__Extrait du document__:
▼

Les e-douanes, un plus pour les finances et la fierté palestinienne

Benjamin BARTHE, de RAMALLAH

Qu'importe le fait qu'ils ne contrôlent aucune de leurs frontières : les douaniers palestiniens font partie d'un club très fermé. Celui des dix pays, dix seulement dans le monde, qui sont équipés d'« Asycuda World ». Ce sigle sibyllin, contraction de « Automated System for Custom Data », désigne la crème des logiciels en matière de gestion des procédures douanières.

Comme la Jordanie, la Lettonie et une poignée d'autres pays européens, la Palestine dispose désormais de ce système ultraperformant, destiné à faciliter le commerce transfrontalier, améliorer la perception des taxes et adapter les pratiques locales aux standards internationaux de « bonne gouvernance ». Son entrée en fonctions, officielle depuis le mois d'août dernier, s'intègre dans un programme de modernisation des services douaniers palestiniens piloté depuis 2001 par la Cnuced (Conférence des Nations unies sur le commerce et le développement) avec des fonds européens, d'un montant d'environ trois millions et demi d'euros. Selon Misyef Misyef, le coordinateur palestinien du projet, « l'objectif à terme est de participer à l'avènement d'un e-gouvernement en Palestine », à savoir le transfert sur Internet de toutes les procédures administratives, défi numéro un des bureaucrates du XXIe siècle.
E-douanes et e-gouvernement dans un territoire occupé ? Le paradoxe fait sourire. À quoi bon toute cette sophistication quand l'Autorité palestinienne est incapable de faire rentrer un seul sac de ciment dans la bande de Gaza, soumise au blocus de l'armée israélienne ? Pourquoi se doter d'une technologie dernier cri alors que le ministère des Finances israélien peut, en un seul clic, geler le transfert des taxes douanières qu'il collecte au nom du régime palestinien ? Ce qu'il a d'ailleurs fait durant l'année 2006, lorsque le Hamas dirigeait le gouvernement palestinien, poussant celui-ci au bord de la banqueroute. « La frustration est grande, reconnaît Mark Gallagher, le chef de la section économique du bureau de la Commission européenne à Jérusalem. Les douaniers palestiniens ne peuvent toujours pas se déployer aux frontières de la Palestine. Quand le projet a débuté en 2001, personne n'imaginait que huit ans plus tard, on en serait encore là. »

▲

__Données enregistrées__:
▼

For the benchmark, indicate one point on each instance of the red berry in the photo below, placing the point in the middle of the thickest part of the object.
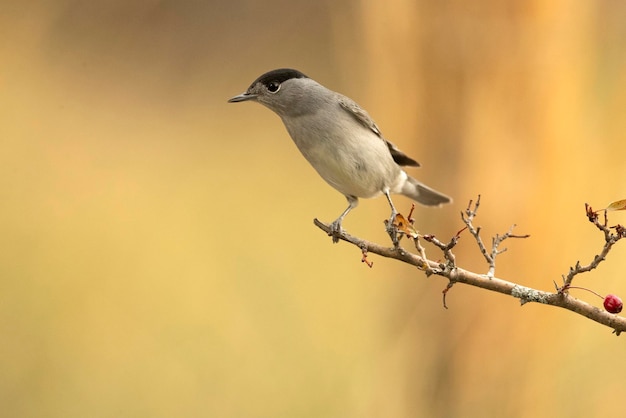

▲

__Travail demandé__:
1. Recopiez le passage de l'extrait sur les e-douanes palestiniennes qui commence aux mots « Benjamin BARTHE, de » et se termine après « des procédures douanières. ».
2. Poursuivez la rédaction de l'extrait sur les e-douanes palestiniennes à la suite de sa dernière phrase.

__Réponses__:
1.
Benjamin BARTHE, de RAMALLAH

Qu'importe le fait qu'ils ne contrôlent aucune de leurs frontières : les douaniers palestiniens font partie d'un club très fermé. Celui des dix pays, dix seulement dans le monde, qui sont équipés d'« Asycuda World ». Ce sigle sibyllin, contraction de « Automated System for Custom Data », désigne la crème des logiciels en matière de gestion des procédures douanières.

2.
Une souplesse d'utilisation
Le coordinateur du projet ne baisse pourtant pas les bras. « Même s'il ne fonctionne pas à plein régime, le logiciel Asycuda a dopé l'efficacité des douanes palestinienne », dit Misyef Misyef. Devant la perplexité de son interlocuteur, il explique : lorsqu'un habitant de Cisjordanie importe un produit de l'étranger, il dépose une déclaration ad hoc dans l'un des seize bureaux régionaux des douanes. Sa commande une fois parvenue aux frontières d'Israël ou de la Palestine - deux entités englobées dans une seule enveloppe douanière selon le protocole de Paris, signé en 1994 - les agents israéliens prélèvent les taxes dues et transmettent à leurs homologues palestiniens les documents afférents. Quand, à la fin du mois, le produit de ces taxes est transféré dans les caisses de l'Autorité palestinienne à Ramallah, Misyef et ses collègues comparent la somme reçue avec la somme calculée sur la base des déclarations enregistrées dans Asycuda.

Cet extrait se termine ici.